_Exercise instructions_
Retype the stretch of entries below from the start through the line containing "xmin=1031 ymin=0 xmax=1068 ymax=218", both ends included, with every character unchanged.

-- start Material for this exercise --

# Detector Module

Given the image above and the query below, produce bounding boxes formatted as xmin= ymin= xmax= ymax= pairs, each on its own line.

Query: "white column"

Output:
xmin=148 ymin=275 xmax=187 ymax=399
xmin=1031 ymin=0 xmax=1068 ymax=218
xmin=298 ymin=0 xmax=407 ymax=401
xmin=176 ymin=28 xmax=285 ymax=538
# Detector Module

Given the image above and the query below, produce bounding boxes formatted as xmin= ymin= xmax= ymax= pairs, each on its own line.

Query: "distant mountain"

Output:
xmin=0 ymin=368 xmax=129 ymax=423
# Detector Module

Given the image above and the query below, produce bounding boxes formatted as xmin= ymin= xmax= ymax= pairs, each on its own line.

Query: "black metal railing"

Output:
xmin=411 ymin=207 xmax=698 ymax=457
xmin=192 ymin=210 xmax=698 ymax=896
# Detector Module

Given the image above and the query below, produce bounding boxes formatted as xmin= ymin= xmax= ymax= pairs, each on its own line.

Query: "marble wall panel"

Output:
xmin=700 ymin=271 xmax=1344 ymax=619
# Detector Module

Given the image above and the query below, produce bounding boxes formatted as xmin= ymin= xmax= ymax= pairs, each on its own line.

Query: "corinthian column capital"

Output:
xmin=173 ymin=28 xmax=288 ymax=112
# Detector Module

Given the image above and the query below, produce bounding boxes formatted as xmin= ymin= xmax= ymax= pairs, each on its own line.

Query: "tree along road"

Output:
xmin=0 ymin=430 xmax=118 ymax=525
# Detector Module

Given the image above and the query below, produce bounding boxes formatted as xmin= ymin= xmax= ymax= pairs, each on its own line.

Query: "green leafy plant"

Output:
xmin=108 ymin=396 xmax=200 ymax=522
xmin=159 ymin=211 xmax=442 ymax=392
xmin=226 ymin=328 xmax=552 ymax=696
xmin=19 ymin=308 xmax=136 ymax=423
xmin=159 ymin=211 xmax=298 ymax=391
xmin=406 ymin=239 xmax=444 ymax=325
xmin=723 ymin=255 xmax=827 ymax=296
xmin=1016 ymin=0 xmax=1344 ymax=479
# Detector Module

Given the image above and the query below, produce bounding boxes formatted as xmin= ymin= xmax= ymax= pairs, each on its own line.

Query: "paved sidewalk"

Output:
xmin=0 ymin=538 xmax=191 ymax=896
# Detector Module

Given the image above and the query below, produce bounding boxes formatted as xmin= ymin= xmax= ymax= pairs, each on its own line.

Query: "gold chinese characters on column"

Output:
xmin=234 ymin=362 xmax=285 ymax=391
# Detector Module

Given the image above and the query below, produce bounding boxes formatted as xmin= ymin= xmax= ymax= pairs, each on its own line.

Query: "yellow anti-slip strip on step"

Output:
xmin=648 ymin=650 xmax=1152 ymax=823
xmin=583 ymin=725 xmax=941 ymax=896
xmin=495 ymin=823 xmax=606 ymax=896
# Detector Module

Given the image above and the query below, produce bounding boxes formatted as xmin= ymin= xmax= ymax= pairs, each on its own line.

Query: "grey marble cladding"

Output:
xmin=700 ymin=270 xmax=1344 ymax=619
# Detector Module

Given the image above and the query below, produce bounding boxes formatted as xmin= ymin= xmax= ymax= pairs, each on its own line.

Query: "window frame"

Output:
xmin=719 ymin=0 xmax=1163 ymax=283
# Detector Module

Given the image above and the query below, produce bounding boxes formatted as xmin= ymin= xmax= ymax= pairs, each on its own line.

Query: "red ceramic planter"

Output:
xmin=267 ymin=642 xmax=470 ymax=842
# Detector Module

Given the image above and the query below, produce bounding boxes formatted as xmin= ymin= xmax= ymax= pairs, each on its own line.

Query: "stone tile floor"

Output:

-- end Material for this exercise --

_The answer_
# Detector Module

Given the image above and the query below, produce bounding boxes formatted as xmin= ymin= xmax= ymax= pairs, each on its own line.

Query: "white column"

Output:
xmin=148 ymin=275 xmax=187 ymax=399
xmin=1031 ymin=0 xmax=1068 ymax=218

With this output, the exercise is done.